张芳馨 徐嘉遥
(吉林大学文学院 吉林 长春 130012)
从文学史严格意义来讲,中国文学的大众化是政治化的历史语境。五四运动前后,救国存亡成为有识之士的历史使命,觉醒的人要让更多的人觉醒,但是,五四前,中国封建社会的文学主要是八股文、文言文,这些晦涩难懂的语言很难得到普及,胡适开始提倡“白话文运动”,建议当时的创作者可以用白话来写作,让更多的劳苦大众读懂,喜欢读,这应该是中国文学大众化的开端,文学从士大夫的专属品向普通民众转移。五四文学革命和由此诞生的新文学,从一开始就反映了将文学从少数人的垄断中解放出来,这种解放是对文学创作的解放和文学阅读的解放。“国民文学”、“平民文学”等文学大众化口号成为时下的主流,反帝反封建成为文学创作的主题,以各阶层人民的日常生活作为创作题材,搜集人们喜闻乐见的文学素材和采用白话作为文学语言等,这些都说明文学正在走下圣坛,成为百姓茶余饭后的消遣品。文学与人民、文学与国家命运、文学与人性的结合,让五四运动后的文学创作成为了具有普世价值的大众文学,让文学真正走进百姓的生活,唤醒人民沉睡的迂腐,捍卫自己的权益,由此,文学大众化趋势的开端应该是五四的新文学运动。

:: 记录摘录 ::
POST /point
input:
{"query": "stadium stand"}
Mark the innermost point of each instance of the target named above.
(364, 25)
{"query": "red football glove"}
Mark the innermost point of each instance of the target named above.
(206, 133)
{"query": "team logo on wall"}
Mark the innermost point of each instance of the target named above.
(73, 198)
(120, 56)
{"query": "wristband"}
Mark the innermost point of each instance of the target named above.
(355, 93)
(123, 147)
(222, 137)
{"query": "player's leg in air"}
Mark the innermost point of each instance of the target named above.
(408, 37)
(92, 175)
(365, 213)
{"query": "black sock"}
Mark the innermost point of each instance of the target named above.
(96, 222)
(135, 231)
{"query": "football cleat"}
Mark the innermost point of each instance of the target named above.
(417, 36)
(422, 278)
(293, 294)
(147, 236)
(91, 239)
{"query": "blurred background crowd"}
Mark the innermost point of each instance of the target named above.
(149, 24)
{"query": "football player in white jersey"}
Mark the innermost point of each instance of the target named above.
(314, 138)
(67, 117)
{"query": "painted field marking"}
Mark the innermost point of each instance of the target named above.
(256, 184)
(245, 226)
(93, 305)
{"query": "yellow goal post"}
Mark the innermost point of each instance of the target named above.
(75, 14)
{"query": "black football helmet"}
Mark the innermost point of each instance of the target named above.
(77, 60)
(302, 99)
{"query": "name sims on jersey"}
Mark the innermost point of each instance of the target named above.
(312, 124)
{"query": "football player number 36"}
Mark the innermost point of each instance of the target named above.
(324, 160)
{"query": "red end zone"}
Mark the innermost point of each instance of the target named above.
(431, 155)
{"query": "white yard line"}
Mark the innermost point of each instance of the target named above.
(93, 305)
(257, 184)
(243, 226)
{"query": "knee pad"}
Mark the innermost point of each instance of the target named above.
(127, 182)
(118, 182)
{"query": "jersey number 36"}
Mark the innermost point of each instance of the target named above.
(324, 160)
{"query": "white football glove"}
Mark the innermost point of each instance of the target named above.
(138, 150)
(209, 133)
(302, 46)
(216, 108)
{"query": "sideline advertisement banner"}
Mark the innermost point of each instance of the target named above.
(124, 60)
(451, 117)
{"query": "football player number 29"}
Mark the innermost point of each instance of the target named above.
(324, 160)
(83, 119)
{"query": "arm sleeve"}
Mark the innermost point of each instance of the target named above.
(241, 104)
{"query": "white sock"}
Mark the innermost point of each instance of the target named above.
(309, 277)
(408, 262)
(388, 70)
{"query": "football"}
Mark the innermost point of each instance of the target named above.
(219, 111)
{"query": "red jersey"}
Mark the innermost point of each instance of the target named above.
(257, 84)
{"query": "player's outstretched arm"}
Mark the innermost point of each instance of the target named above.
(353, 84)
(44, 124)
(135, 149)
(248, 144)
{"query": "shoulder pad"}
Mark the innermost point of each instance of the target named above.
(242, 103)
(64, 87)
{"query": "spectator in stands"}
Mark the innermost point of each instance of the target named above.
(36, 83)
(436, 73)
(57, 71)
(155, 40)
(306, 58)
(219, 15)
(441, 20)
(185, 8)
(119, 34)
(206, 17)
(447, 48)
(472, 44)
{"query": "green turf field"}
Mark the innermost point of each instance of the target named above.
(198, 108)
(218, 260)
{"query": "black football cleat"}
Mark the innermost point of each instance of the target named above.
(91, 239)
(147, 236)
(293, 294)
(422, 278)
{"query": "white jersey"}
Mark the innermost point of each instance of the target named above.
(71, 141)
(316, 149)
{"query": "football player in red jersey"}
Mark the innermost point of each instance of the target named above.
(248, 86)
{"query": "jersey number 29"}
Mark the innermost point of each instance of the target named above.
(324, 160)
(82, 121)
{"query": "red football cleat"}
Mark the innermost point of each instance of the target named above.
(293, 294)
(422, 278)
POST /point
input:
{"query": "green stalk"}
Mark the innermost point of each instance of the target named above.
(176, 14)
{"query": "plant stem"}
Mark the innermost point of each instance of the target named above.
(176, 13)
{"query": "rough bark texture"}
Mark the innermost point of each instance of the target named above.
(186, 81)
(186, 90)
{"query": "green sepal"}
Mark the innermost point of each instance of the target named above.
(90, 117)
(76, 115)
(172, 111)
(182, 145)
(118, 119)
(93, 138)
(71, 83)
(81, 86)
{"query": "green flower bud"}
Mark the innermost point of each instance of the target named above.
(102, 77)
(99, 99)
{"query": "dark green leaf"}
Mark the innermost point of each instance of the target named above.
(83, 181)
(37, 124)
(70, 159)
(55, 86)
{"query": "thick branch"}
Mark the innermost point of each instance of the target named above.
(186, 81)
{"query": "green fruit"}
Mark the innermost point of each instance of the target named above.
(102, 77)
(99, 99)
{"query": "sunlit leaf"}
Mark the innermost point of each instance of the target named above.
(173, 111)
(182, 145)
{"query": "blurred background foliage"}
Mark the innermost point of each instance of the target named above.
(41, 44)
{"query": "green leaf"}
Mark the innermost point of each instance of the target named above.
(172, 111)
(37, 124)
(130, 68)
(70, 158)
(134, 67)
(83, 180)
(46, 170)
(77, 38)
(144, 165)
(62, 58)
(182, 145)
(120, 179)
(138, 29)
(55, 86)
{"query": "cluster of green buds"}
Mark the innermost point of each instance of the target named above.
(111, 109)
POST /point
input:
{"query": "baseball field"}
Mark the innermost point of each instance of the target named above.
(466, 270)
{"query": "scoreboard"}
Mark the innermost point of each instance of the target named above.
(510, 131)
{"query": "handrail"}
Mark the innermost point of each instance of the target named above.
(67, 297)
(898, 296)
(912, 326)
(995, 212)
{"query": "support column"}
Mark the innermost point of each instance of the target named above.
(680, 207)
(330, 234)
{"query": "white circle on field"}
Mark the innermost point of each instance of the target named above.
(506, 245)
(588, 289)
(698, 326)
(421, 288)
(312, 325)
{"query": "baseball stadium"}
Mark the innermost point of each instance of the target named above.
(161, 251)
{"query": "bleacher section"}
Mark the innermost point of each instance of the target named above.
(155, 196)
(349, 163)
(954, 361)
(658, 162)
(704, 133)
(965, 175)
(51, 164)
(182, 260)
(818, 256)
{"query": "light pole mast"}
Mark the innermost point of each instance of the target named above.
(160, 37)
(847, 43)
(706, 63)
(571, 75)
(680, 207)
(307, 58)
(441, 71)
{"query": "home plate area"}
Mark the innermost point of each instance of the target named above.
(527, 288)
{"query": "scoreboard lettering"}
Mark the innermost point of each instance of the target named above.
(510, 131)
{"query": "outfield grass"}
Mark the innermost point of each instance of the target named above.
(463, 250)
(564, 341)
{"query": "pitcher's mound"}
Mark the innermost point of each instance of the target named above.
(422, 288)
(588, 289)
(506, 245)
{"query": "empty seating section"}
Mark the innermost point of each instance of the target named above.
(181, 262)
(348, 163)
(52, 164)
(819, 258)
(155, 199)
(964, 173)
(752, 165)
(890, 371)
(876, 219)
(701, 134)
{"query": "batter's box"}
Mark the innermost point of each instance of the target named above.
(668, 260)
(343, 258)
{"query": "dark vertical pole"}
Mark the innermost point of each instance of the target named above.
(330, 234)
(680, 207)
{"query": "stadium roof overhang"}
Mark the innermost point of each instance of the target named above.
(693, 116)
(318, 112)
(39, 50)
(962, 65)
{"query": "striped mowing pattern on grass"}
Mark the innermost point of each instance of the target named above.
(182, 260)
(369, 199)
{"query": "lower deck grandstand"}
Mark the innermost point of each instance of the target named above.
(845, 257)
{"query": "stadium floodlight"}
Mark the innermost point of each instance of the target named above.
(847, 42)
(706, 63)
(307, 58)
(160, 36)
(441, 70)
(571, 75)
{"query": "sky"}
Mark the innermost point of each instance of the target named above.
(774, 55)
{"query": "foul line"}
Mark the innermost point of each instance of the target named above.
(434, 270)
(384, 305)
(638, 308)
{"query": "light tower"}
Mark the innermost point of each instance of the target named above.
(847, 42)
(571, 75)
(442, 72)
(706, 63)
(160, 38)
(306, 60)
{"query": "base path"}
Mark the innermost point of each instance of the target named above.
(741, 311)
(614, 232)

:: 必做任务 1 ::
记录里哪些行含有字符串“number”？请找出这些行并逐行照抄，区分大小写。
:: 必做任务 2 ::
能否从最后一句之后接着写，把这段讲中国文学大众化的引文续写下去？

:: 结果 1 ::
{"query": "football player number 36"}
{"query": "jersey number 36"}
{"query": "football player number 29"}
{"query": "jersey number 29"}

:: 结果 2 ::
新文学的大众化首先面临的就是语言实践问题。当时,封建传统思想和文化传统依然牢固地阻碍着新文学的发展和进步。胡适的《尝试集》出版后,并没有得到社会的普遍认可,在新文学的创作实践中,像胡适一样去完全“口语化”的作家非常之少,毕竟新文学的口语化创作的阅读市场相对来说比较小,缺少阅读群体的创作是干涸的,也是没有基本保障的,但是在这条新文学大众化道路上,胡适也不是孤单的一个人在前进,新文学的周作人、朱自清的散文,鲁迅的《狂人日记》、《阿Q正传》,郭沫若、徐志摩的诗歌,虽然某种程度上不能称之为完全的口语化,但是在不同程度上靠近口语化,更加适合当时的大众阅读,这些作品借用了传统文言文和西方文学语言。正因为这样,有学者认为“在五四文学中形成的‘国语’是一种口语、欧化句式和古代典故的混合物”。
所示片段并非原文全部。